═══ Records for this task ═══

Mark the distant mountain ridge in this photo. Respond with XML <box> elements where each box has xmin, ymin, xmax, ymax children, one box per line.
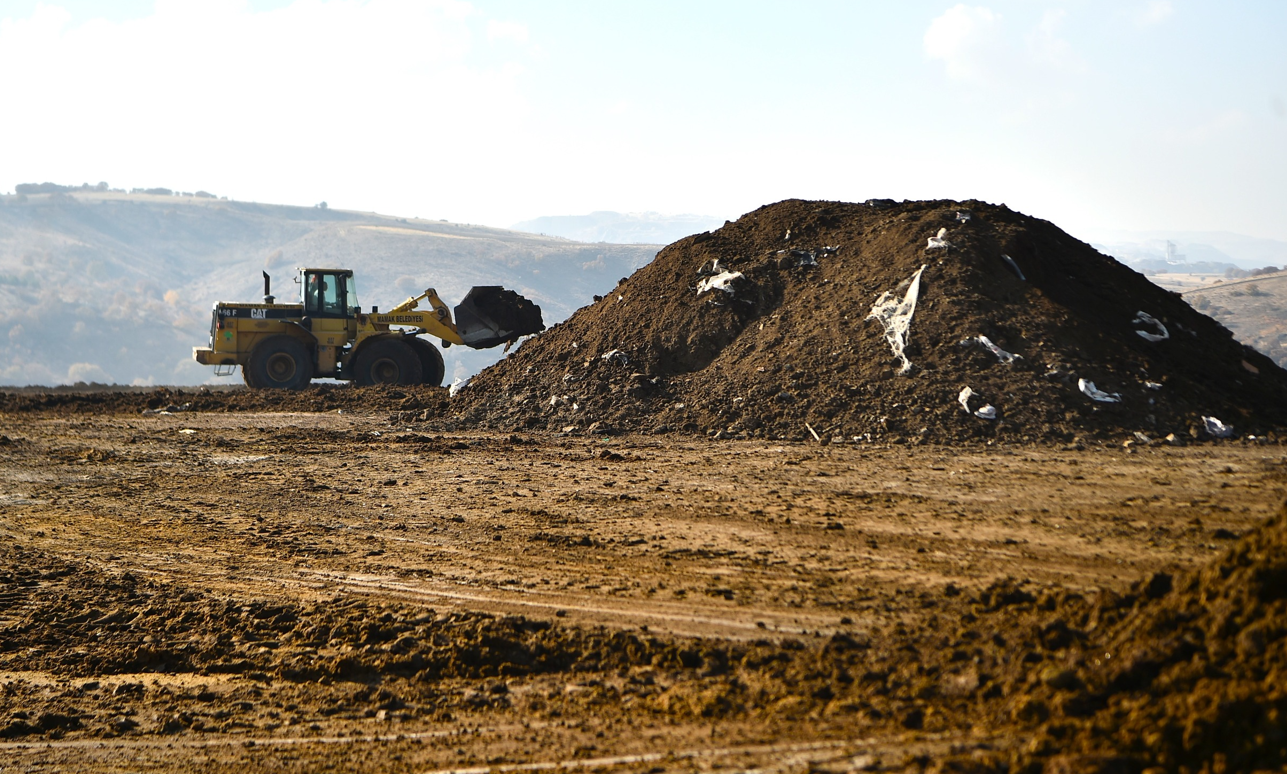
<box><xmin>512</xmin><ymin>210</ymin><xmax>723</xmax><ymax>245</ymax></box>
<box><xmin>0</xmin><ymin>187</ymin><xmax>658</xmax><ymax>385</ymax></box>
<box><xmin>1090</xmin><ymin>232</ymin><xmax>1287</xmax><ymax>274</ymax></box>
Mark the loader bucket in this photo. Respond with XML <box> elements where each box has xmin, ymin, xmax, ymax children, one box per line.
<box><xmin>456</xmin><ymin>285</ymin><xmax>546</xmax><ymax>349</ymax></box>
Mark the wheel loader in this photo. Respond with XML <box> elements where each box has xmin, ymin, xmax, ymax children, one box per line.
<box><xmin>192</xmin><ymin>269</ymin><xmax>546</xmax><ymax>390</ymax></box>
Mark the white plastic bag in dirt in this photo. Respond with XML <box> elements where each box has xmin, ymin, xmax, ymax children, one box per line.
<box><xmin>698</xmin><ymin>272</ymin><xmax>743</xmax><ymax>296</ymax></box>
<box><xmin>925</xmin><ymin>228</ymin><xmax>951</xmax><ymax>250</ymax></box>
<box><xmin>961</xmin><ymin>334</ymin><xmax>1023</xmax><ymax>366</ymax></box>
<box><xmin>1077</xmin><ymin>379</ymin><xmax>1122</xmax><ymax>403</ymax></box>
<box><xmin>956</xmin><ymin>386</ymin><xmax>996</xmax><ymax>420</ymax></box>
<box><xmin>1131</xmin><ymin>312</ymin><xmax>1171</xmax><ymax>341</ymax></box>
<box><xmin>866</xmin><ymin>264</ymin><xmax>929</xmax><ymax>373</ymax></box>
<box><xmin>1202</xmin><ymin>416</ymin><xmax>1233</xmax><ymax>438</ymax></box>
<box><xmin>598</xmin><ymin>349</ymin><xmax>631</xmax><ymax>366</ymax></box>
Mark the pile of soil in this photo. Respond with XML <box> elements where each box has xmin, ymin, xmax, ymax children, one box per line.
<box><xmin>993</xmin><ymin>497</ymin><xmax>1287</xmax><ymax>771</ymax></box>
<box><xmin>452</xmin><ymin>200</ymin><xmax>1287</xmax><ymax>442</ymax></box>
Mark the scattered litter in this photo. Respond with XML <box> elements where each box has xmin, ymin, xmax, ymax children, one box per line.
<box><xmin>865</xmin><ymin>264</ymin><xmax>928</xmax><ymax>373</ymax></box>
<box><xmin>960</xmin><ymin>334</ymin><xmax>1023</xmax><ymax>366</ymax></box>
<box><xmin>698</xmin><ymin>272</ymin><xmax>743</xmax><ymax>296</ymax></box>
<box><xmin>777</xmin><ymin>250</ymin><xmax>817</xmax><ymax>269</ymax></box>
<box><xmin>143</xmin><ymin>403</ymin><xmax>192</xmax><ymax>416</ymax></box>
<box><xmin>1077</xmin><ymin>379</ymin><xmax>1122</xmax><ymax>403</ymax></box>
<box><xmin>698</xmin><ymin>258</ymin><xmax>723</xmax><ymax>277</ymax></box>
<box><xmin>598</xmin><ymin>349</ymin><xmax>631</xmax><ymax>366</ymax></box>
<box><xmin>1202</xmin><ymin>416</ymin><xmax>1233</xmax><ymax>438</ymax></box>
<box><xmin>1001</xmin><ymin>254</ymin><xmax>1028</xmax><ymax>282</ymax></box>
<box><xmin>1131</xmin><ymin>312</ymin><xmax>1171</xmax><ymax>341</ymax></box>
<box><xmin>925</xmin><ymin>228</ymin><xmax>951</xmax><ymax>250</ymax></box>
<box><xmin>956</xmin><ymin>386</ymin><xmax>996</xmax><ymax>420</ymax></box>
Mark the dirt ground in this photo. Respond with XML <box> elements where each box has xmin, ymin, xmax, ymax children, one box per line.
<box><xmin>0</xmin><ymin>401</ymin><xmax>1287</xmax><ymax>774</ymax></box>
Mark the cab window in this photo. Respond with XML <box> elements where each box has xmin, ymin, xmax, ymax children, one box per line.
<box><xmin>304</xmin><ymin>273</ymin><xmax>349</xmax><ymax>317</ymax></box>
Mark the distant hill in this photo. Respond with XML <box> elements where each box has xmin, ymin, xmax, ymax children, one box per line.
<box><xmin>0</xmin><ymin>191</ymin><xmax>658</xmax><ymax>385</ymax></box>
<box><xmin>512</xmin><ymin>210</ymin><xmax>723</xmax><ymax>245</ymax></box>
<box><xmin>1091</xmin><ymin>232</ymin><xmax>1287</xmax><ymax>274</ymax></box>
<box><xmin>1183</xmin><ymin>273</ymin><xmax>1287</xmax><ymax>368</ymax></box>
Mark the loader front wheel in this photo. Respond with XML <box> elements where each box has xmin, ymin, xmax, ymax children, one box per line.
<box><xmin>407</xmin><ymin>339</ymin><xmax>447</xmax><ymax>386</ymax></box>
<box><xmin>354</xmin><ymin>339</ymin><xmax>423</xmax><ymax>386</ymax></box>
<box><xmin>246</xmin><ymin>336</ymin><xmax>313</xmax><ymax>390</ymax></box>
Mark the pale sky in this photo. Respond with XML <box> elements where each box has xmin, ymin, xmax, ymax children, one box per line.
<box><xmin>0</xmin><ymin>0</ymin><xmax>1287</xmax><ymax>240</ymax></box>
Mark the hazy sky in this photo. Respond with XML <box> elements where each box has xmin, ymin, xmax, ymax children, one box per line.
<box><xmin>0</xmin><ymin>0</ymin><xmax>1287</xmax><ymax>240</ymax></box>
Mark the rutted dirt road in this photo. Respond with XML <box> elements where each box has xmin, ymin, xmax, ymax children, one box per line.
<box><xmin>0</xmin><ymin>412</ymin><xmax>1287</xmax><ymax>771</ymax></box>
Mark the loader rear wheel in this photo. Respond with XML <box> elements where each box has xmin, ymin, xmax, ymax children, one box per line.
<box><xmin>407</xmin><ymin>339</ymin><xmax>447</xmax><ymax>386</ymax></box>
<box><xmin>354</xmin><ymin>339</ymin><xmax>423</xmax><ymax>386</ymax></box>
<box><xmin>245</xmin><ymin>336</ymin><xmax>313</xmax><ymax>390</ymax></box>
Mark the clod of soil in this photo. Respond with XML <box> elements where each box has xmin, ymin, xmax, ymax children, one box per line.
<box><xmin>988</xmin><ymin>497</ymin><xmax>1287</xmax><ymax>771</ymax></box>
<box><xmin>453</xmin><ymin>200</ymin><xmax>1287</xmax><ymax>442</ymax></box>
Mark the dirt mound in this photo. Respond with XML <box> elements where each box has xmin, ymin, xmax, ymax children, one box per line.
<box><xmin>983</xmin><ymin>497</ymin><xmax>1287</xmax><ymax>771</ymax></box>
<box><xmin>0</xmin><ymin>384</ymin><xmax>447</xmax><ymax>419</ymax></box>
<box><xmin>453</xmin><ymin>201</ymin><xmax>1287</xmax><ymax>440</ymax></box>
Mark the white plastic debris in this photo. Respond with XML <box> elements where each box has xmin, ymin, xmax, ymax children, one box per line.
<box><xmin>1001</xmin><ymin>254</ymin><xmax>1028</xmax><ymax>282</ymax></box>
<box><xmin>698</xmin><ymin>272</ymin><xmax>743</xmax><ymax>296</ymax></box>
<box><xmin>1131</xmin><ymin>312</ymin><xmax>1171</xmax><ymax>341</ymax></box>
<box><xmin>961</xmin><ymin>334</ymin><xmax>1023</xmax><ymax>366</ymax></box>
<box><xmin>1077</xmin><ymin>379</ymin><xmax>1122</xmax><ymax>403</ymax></box>
<box><xmin>598</xmin><ymin>349</ymin><xmax>631</xmax><ymax>366</ymax></box>
<box><xmin>865</xmin><ymin>264</ymin><xmax>928</xmax><ymax>373</ymax></box>
<box><xmin>1202</xmin><ymin>416</ymin><xmax>1233</xmax><ymax>438</ymax></box>
<box><xmin>956</xmin><ymin>386</ymin><xmax>996</xmax><ymax>420</ymax></box>
<box><xmin>925</xmin><ymin>228</ymin><xmax>951</xmax><ymax>250</ymax></box>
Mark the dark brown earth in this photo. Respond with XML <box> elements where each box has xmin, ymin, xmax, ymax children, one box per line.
<box><xmin>453</xmin><ymin>195</ymin><xmax>1287</xmax><ymax>443</ymax></box>
<box><xmin>0</xmin><ymin>390</ymin><xmax>1287</xmax><ymax>773</ymax></box>
<box><xmin>0</xmin><ymin>201</ymin><xmax>1287</xmax><ymax>774</ymax></box>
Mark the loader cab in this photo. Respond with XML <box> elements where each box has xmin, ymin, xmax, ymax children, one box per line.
<box><xmin>300</xmin><ymin>269</ymin><xmax>358</xmax><ymax>319</ymax></box>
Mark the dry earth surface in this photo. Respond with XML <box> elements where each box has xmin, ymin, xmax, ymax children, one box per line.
<box><xmin>0</xmin><ymin>397</ymin><xmax>1287</xmax><ymax>774</ymax></box>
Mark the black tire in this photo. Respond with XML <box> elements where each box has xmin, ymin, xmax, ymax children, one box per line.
<box><xmin>243</xmin><ymin>336</ymin><xmax>313</xmax><ymax>390</ymax></box>
<box><xmin>407</xmin><ymin>339</ymin><xmax>447</xmax><ymax>386</ymax></box>
<box><xmin>354</xmin><ymin>339</ymin><xmax>423</xmax><ymax>386</ymax></box>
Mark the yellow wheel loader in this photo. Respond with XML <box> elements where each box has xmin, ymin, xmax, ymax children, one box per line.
<box><xmin>192</xmin><ymin>269</ymin><xmax>546</xmax><ymax>390</ymax></box>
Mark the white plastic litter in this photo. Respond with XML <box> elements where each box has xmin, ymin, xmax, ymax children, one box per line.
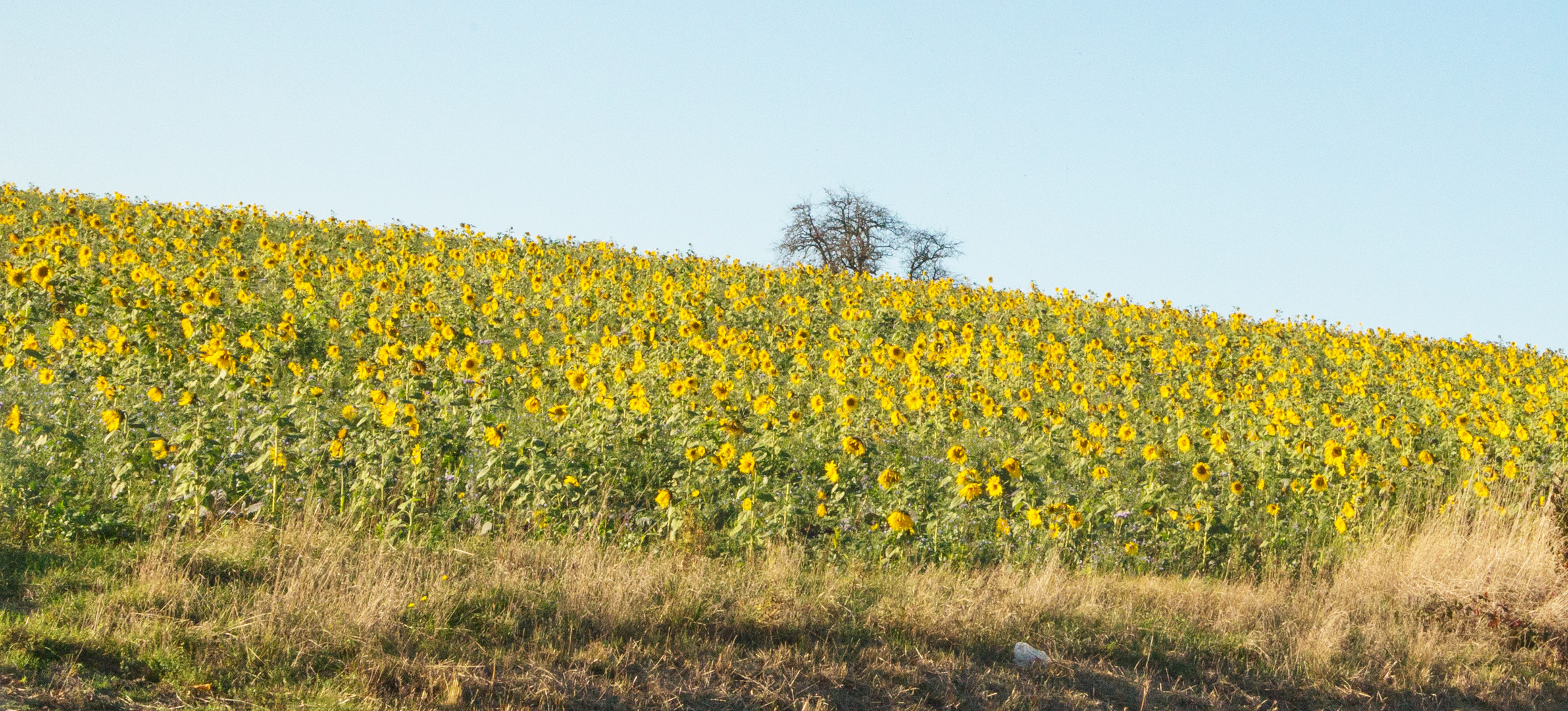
<box><xmin>1013</xmin><ymin>642</ymin><xmax>1051</xmax><ymax>669</ymax></box>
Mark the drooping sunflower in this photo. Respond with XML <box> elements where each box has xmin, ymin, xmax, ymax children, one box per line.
<box><xmin>888</xmin><ymin>512</ymin><xmax>914</xmax><ymax>534</ymax></box>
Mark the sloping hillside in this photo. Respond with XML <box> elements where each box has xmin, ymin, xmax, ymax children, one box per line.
<box><xmin>0</xmin><ymin>185</ymin><xmax>1568</xmax><ymax>569</ymax></box>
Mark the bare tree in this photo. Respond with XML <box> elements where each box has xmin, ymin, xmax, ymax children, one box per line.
<box><xmin>776</xmin><ymin>188</ymin><xmax>961</xmax><ymax>279</ymax></box>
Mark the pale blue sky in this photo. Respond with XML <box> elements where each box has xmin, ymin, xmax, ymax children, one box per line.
<box><xmin>0</xmin><ymin>1</ymin><xmax>1568</xmax><ymax>348</ymax></box>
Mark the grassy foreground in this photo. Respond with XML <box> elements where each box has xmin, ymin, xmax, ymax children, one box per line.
<box><xmin>0</xmin><ymin>496</ymin><xmax>1568</xmax><ymax>710</ymax></box>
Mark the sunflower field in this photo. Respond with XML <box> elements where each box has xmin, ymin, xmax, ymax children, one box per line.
<box><xmin>0</xmin><ymin>185</ymin><xmax>1568</xmax><ymax>571</ymax></box>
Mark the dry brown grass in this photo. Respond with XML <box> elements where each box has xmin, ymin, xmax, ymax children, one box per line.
<box><xmin>0</xmin><ymin>496</ymin><xmax>1568</xmax><ymax>710</ymax></box>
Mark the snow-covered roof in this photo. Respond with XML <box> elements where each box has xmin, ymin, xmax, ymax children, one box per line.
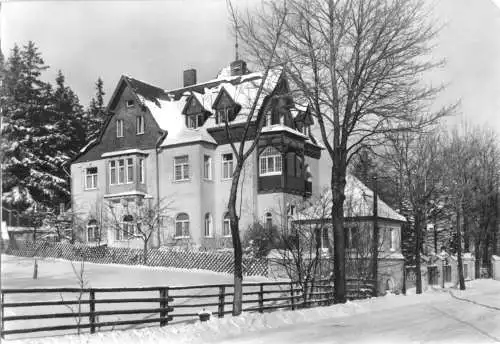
<box><xmin>295</xmin><ymin>174</ymin><xmax>406</xmax><ymax>222</ymax></box>
<box><xmin>125</xmin><ymin>67</ymin><xmax>322</xmax><ymax>148</ymax></box>
<box><xmin>101</xmin><ymin>148</ymin><xmax>148</xmax><ymax>158</ymax></box>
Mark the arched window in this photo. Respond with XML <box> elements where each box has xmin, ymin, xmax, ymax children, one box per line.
<box><xmin>222</xmin><ymin>213</ymin><xmax>231</xmax><ymax>236</ymax></box>
<box><xmin>87</xmin><ymin>220</ymin><xmax>101</xmax><ymax>242</ymax></box>
<box><xmin>264</xmin><ymin>212</ymin><xmax>273</xmax><ymax>230</ymax></box>
<box><xmin>259</xmin><ymin>146</ymin><xmax>283</xmax><ymax>176</ymax></box>
<box><xmin>205</xmin><ymin>213</ymin><xmax>213</xmax><ymax>237</ymax></box>
<box><xmin>175</xmin><ymin>213</ymin><xmax>189</xmax><ymax>238</ymax></box>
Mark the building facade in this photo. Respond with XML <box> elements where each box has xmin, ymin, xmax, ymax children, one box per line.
<box><xmin>71</xmin><ymin>61</ymin><xmax>322</xmax><ymax>249</ymax></box>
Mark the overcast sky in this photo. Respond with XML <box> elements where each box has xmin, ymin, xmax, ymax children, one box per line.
<box><xmin>1</xmin><ymin>0</ymin><xmax>500</xmax><ymax>132</ymax></box>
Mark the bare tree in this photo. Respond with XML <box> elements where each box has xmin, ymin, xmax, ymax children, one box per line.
<box><xmin>237</xmin><ymin>0</ymin><xmax>447</xmax><ymax>302</ymax></box>
<box><xmin>384</xmin><ymin>131</ymin><xmax>446</xmax><ymax>294</ymax></box>
<box><xmin>224</xmin><ymin>0</ymin><xmax>287</xmax><ymax>315</ymax></box>
<box><xmin>109</xmin><ymin>199</ymin><xmax>173</xmax><ymax>264</ymax></box>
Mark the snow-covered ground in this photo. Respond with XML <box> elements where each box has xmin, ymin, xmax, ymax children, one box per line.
<box><xmin>0</xmin><ymin>255</ymin><xmax>500</xmax><ymax>344</ymax></box>
<box><xmin>1</xmin><ymin>255</ymin><xmax>276</xmax><ymax>338</ymax></box>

═══

#### [The task]
Starting at the line with "Mark the building", copy every line up to and including the last one in the entries above.

#### [In response]
Mark the building facade in this photo. Respond with XML <box> elements where each box has xmin, ymin, xmax, ymax children, one box per line.
<box><xmin>71</xmin><ymin>61</ymin><xmax>322</xmax><ymax>249</ymax></box>
Mark the overcast sky in this photo. Respond with XML <box> elements where each box has xmin, ymin, xmax, ymax children, one box per line.
<box><xmin>1</xmin><ymin>0</ymin><xmax>500</xmax><ymax>132</ymax></box>
Mark the bare tree in this photo. Respond with XML <box> elements where each box has xmin, ymin, xmax, ymax children, one box per line.
<box><xmin>237</xmin><ymin>0</ymin><xmax>447</xmax><ymax>302</ymax></box>
<box><xmin>384</xmin><ymin>131</ymin><xmax>446</xmax><ymax>294</ymax></box>
<box><xmin>224</xmin><ymin>0</ymin><xmax>287</xmax><ymax>315</ymax></box>
<box><xmin>109</xmin><ymin>199</ymin><xmax>173</xmax><ymax>264</ymax></box>
Mark the snow-covered ground in this photo. Respond with XML <box> elements where each box has xmin, ymin, xmax, ymax children, one box per line.
<box><xmin>0</xmin><ymin>255</ymin><xmax>500</xmax><ymax>344</ymax></box>
<box><xmin>1</xmin><ymin>255</ymin><xmax>276</xmax><ymax>338</ymax></box>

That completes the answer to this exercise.